WHAT IS NEEDED =
Please answer these about the text below on C. elegans odor adaptation:
1. In which paired olfactory sensory neuron does adaptation to specific odors take place?
2. Which protein kinase moves into the nucleus to start odor adaptation?
3. By what method are the sensors that detect odr-1 22G RNAs inserted?

SELECTED EXCERPT =
----------

Caenorhabditis elegans forages for food by distinguishing between various odorants in a dynamic environment. Their sensory neurons have the ability to adapt to persistent odors when the animal is starved (Bargmann, 2006). Adaptation to specific odors takes place in the AWC, a paired olfactory sensory neuron. In the AWC, a transmembrane guanylyl cyclase,
odr-1, is required for chemotaxis towards all odorants. Prolonged odor exposure results in decreased chemotaxis, which correlates with a decrease in
odr-1 mRNA. Odor adaptation is initiated by the translocation of a protein kinase, EGL-4, into the nucleus of the AWC (L'Etoile et al., 2002; Lee et al., 2010). Nuclear EGL-4 promotes a 22G directed repression of the
odr-1 gene thereby initiating long-term odor adaptation (Juang et al., submitted). ChIP indicated that the heterochromatin state at the
odr-1 locus increases during AWC odor adaptation and this increase requires 22G RNA synthesis. However, qRT-PCR and ChIP analysis does not offer a dynamic or cell-specific readout of
odr-1 22G RNA function. Here we describe our plans to create a fluorescent reporter that is capable of tracking changes in
odr-1 22G RNA function in live worms as they adapt to odor. The sensors that detect
odr-1 22G RNAs are inserted via Mos Single Copy Insertion (MosSCI). These sensors will have the capability to detect specific
odr-1 22G RNA function in the AWC olfactory sensory neuron as well as cells throughout the worm. The creation of a single copy insertion of an
odr-1 small RNA sensor will allow us to test our hypothesis that a small RNA-directed pathway is dynamically activated during olfactory adaptation. In addition, this tool will allow us to understand whether
odr-1 22G RNA represses transcription of our reporter in other cells in the worm.

----------

MATERIAL PROVIDED =
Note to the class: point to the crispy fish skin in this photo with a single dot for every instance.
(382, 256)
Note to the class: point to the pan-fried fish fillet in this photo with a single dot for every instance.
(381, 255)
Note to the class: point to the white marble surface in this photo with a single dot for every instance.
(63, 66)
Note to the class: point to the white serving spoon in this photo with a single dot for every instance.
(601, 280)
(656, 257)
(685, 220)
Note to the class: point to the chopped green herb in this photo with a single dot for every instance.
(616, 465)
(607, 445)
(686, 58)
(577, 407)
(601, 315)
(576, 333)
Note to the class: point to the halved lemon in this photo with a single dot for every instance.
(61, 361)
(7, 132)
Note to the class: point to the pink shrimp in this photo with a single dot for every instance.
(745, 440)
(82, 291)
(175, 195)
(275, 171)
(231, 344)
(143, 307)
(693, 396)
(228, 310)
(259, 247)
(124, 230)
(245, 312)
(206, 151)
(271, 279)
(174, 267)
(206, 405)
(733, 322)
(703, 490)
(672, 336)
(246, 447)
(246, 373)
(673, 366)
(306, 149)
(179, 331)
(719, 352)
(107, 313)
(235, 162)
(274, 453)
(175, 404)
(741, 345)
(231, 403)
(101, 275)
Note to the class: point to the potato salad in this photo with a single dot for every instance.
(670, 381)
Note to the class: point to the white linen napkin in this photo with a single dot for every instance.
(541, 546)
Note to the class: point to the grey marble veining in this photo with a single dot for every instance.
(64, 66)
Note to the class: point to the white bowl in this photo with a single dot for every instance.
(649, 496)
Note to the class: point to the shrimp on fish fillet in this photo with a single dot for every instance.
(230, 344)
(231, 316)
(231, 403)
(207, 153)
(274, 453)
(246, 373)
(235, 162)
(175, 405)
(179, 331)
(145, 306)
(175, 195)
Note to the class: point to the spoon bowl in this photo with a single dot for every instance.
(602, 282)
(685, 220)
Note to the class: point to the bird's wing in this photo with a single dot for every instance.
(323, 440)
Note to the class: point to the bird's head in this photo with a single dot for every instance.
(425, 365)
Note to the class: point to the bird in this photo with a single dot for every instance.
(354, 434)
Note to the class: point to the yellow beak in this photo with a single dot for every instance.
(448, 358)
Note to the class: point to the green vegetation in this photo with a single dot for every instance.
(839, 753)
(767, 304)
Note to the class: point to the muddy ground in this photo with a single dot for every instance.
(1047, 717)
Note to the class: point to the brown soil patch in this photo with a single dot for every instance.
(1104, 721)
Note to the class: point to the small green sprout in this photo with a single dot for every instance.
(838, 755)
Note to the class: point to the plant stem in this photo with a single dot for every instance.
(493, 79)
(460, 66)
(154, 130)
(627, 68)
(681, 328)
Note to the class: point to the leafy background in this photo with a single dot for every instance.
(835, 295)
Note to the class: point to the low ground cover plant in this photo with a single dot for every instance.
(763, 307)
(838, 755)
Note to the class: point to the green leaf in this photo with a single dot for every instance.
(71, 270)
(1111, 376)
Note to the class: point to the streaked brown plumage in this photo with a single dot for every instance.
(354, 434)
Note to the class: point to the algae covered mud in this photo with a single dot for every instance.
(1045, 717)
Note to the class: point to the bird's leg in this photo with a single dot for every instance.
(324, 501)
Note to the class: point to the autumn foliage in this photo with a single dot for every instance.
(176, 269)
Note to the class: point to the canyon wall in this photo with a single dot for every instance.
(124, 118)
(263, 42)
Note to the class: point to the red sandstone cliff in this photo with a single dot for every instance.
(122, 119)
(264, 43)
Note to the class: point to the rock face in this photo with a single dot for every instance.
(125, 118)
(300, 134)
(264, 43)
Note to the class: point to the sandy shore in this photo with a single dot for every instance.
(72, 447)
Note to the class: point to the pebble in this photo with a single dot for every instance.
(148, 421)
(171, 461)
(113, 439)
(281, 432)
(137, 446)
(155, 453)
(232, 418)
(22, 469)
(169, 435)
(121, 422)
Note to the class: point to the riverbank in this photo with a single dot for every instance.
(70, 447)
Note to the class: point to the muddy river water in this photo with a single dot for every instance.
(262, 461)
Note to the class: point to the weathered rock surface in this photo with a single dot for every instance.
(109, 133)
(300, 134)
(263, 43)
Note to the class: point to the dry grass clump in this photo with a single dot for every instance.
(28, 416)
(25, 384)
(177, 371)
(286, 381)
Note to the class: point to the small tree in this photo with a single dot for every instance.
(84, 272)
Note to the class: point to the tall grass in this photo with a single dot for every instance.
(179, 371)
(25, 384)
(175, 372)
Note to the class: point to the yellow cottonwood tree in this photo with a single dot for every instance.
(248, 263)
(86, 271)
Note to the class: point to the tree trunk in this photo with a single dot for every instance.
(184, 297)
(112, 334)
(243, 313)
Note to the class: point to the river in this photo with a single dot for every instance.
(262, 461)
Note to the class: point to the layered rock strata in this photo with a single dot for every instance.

----------

EXERCISE ANSWER =
1. The AWC
2. EGL-4
3. Mos Single Copy Insertion (MosSCI)